WORK REQUIRED:
Copy everything from the line containing "segment --target=girl in" down to the end of the records, swapping "light coat" for "pale coat" and changing nothing else. Leave the pictures out.

_ _ _ _ _ _ _

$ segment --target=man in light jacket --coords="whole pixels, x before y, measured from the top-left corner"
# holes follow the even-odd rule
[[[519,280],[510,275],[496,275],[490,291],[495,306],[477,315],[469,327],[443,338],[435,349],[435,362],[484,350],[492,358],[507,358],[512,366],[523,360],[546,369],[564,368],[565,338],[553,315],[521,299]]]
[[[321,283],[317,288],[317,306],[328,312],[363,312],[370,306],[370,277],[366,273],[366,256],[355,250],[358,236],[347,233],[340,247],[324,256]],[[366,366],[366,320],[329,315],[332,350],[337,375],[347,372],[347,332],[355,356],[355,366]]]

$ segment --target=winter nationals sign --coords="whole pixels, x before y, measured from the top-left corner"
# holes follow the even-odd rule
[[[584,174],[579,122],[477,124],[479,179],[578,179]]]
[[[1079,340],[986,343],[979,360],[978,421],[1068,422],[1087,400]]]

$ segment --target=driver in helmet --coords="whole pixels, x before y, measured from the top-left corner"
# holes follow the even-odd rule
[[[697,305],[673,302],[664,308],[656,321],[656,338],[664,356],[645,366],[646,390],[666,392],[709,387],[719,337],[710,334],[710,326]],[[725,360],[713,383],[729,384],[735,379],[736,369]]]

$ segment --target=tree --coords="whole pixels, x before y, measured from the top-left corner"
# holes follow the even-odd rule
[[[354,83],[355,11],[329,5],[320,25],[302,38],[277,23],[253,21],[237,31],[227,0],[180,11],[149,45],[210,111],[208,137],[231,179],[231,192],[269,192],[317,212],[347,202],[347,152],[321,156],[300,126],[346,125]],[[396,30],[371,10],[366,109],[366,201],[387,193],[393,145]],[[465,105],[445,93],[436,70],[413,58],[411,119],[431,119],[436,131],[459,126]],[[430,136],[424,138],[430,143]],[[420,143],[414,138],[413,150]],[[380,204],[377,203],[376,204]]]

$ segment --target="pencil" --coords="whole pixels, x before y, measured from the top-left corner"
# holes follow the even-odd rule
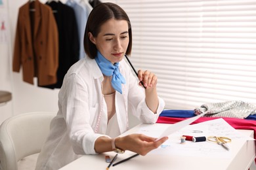
[[[108,165],[108,167],[106,168],[107,170],[108,169],[110,169],[110,167],[111,166],[111,165],[112,165],[113,162],[116,160],[116,158],[117,157],[117,155],[118,155],[118,154],[116,154],[115,157],[114,157],[113,160],[110,162],[110,164]]]
[[[129,63],[131,65],[131,68],[133,69],[133,71],[135,73],[136,75],[137,75],[137,77],[138,77],[138,73],[137,73],[137,72],[136,71],[135,69],[133,67],[133,64],[131,63],[130,60],[129,60],[127,56],[125,55],[125,58],[126,58],[126,60],[127,60]],[[142,86],[143,86],[144,88],[146,88],[145,86],[144,86],[143,82],[142,82],[142,81],[140,81],[140,82],[141,83],[141,84],[142,85]]]
[[[139,155],[140,155],[139,154],[136,154],[133,155],[133,156],[130,156],[130,157],[129,157],[129,158],[126,158],[126,159],[124,159],[123,160],[121,160],[121,161],[119,161],[119,162],[117,162],[117,163],[114,163],[114,164],[113,164],[113,167],[114,167],[114,166],[116,166],[116,165],[117,165],[118,164],[119,164],[119,163],[123,163],[123,162],[126,162],[126,161],[127,161],[127,160],[131,160],[131,158],[135,158],[135,156],[139,156]]]

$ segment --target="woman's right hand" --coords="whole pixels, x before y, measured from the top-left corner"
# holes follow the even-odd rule
[[[118,137],[115,141],[116,146],[122,150],[129,150],[132,152],[145,156],[150,151],[158,148],[168,139],[164,137],[156,141],[156,138],[148,137],[142,134],[131,134]]]

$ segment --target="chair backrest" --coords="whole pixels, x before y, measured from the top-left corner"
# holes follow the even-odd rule
[[[20,114],[5,120],[0,126],[1,170],[17,170],[22,158],[41,152],[55,112]]]

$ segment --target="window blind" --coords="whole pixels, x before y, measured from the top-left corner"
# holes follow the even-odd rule
[[[130,60],[158,76],[166,109],[256,104],[256,0],[108,1],[129,16]]]

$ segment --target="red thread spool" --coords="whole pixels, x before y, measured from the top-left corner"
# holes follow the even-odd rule
[[[193,137],[192,136],[182,135],[182,137],[186,137],[186,141],[192,141],[193,140]]]

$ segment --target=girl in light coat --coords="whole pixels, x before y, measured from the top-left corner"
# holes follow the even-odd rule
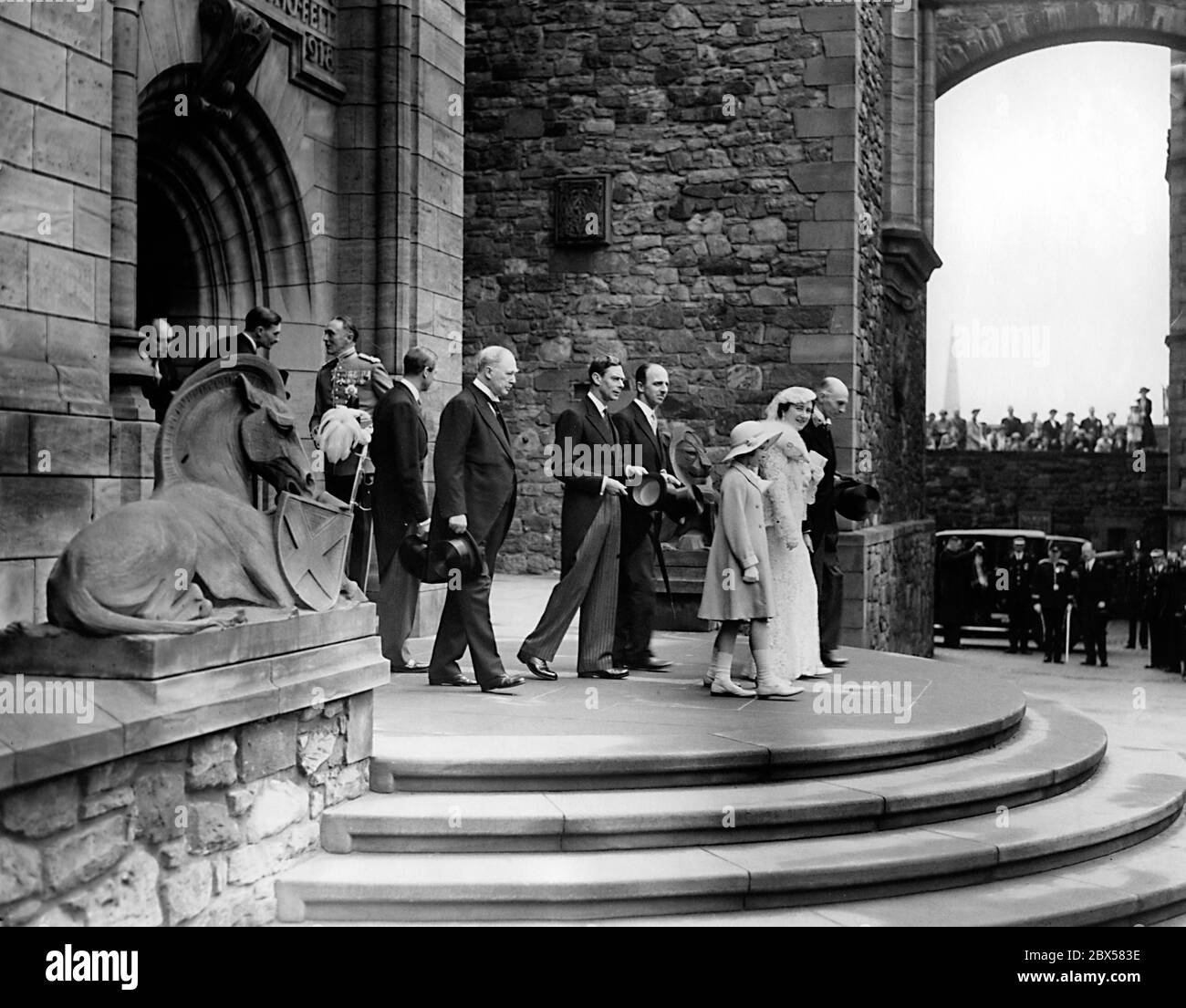
[[[777,430],[757,420],[739,423],[729,432],[725,461],[731,465],[721,480],[720,512],[700,601],[701,619],[721,620],[709,666],[713,696],[754,695],[734,683],[731,674],[733,649],[745,620],[750,621],[750,650],[758,670],[758,697],[788,700],[803,693],[802,687],[792,687],[774,674],[769,651],[771,575],[763,495],[770,484],[755,468],[759,453],[777,438]]]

_ _ _ _ _ _ _

SOLVED PROBLEM:
$ segment --target=girl in pale coat --coords="whole pixels, x before y, measured from the top-left corner"
# holes follow the even-odd rule
[[[777,430],[757,420],[739,423],[729,432],[725,461],[731,465],[721,480],[720,512],[700,601],[701,619],[721,620],[709,666],[713,696],[754,695],[734,683],[731,674],[733,649],[745,620],[750,621],[750,650],[758,670],[758,697],[788,700],[803,693],[802,687],[792,687],[774,674],[769,651],[771,575],[763,495],[770,484],[755,468],[759,453],[777,438]]]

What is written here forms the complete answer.